### Task
Each line in the entries below that holds the word "grass" belongs in the answer.

[Provided data — start]

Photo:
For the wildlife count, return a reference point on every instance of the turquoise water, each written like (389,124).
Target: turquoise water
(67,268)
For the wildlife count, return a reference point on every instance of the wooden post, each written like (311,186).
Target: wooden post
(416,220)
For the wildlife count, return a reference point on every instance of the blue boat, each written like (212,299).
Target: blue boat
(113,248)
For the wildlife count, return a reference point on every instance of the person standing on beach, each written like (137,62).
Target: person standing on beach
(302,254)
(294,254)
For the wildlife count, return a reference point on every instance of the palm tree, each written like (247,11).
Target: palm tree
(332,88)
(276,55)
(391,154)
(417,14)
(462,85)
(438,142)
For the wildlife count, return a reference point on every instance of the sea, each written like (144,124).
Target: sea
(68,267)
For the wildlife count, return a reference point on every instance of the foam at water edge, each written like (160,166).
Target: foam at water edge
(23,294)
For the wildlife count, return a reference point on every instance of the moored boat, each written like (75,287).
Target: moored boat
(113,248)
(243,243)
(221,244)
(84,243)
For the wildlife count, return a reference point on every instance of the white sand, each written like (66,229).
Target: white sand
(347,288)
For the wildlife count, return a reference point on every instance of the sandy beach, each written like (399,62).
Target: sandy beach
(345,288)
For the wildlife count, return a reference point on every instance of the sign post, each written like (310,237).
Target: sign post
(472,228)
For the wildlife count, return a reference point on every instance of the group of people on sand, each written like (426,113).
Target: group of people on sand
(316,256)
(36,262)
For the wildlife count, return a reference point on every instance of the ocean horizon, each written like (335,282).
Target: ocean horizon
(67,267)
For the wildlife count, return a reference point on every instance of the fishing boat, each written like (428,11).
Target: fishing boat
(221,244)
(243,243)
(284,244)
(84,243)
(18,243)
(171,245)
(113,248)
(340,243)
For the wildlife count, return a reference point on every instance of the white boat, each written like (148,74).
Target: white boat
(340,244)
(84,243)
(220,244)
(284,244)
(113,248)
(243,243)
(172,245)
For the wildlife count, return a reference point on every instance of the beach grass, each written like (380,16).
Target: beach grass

[Provided data — finish]
[Provided data — start]

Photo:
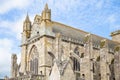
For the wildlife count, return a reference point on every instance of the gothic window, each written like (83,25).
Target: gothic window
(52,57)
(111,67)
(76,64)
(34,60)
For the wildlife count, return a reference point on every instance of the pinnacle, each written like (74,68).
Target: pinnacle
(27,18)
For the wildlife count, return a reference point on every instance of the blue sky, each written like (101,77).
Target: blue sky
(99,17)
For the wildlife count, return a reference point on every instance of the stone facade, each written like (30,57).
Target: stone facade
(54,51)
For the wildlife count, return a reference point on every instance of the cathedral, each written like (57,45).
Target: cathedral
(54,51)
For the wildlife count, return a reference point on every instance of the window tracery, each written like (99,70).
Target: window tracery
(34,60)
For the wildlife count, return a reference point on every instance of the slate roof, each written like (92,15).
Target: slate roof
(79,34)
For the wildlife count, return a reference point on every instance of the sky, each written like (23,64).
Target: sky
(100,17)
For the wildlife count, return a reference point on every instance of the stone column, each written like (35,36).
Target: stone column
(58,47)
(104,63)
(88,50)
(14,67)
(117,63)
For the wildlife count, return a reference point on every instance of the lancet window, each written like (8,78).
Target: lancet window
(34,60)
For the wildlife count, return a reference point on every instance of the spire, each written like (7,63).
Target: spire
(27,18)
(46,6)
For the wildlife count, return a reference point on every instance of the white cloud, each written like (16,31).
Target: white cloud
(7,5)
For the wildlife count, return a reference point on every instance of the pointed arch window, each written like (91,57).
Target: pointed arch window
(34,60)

[Provided data — finish]

### Your solution
For the wildlife count, return a reference point on every instance of the beach grass, each written like (380,16).
Target: beach grass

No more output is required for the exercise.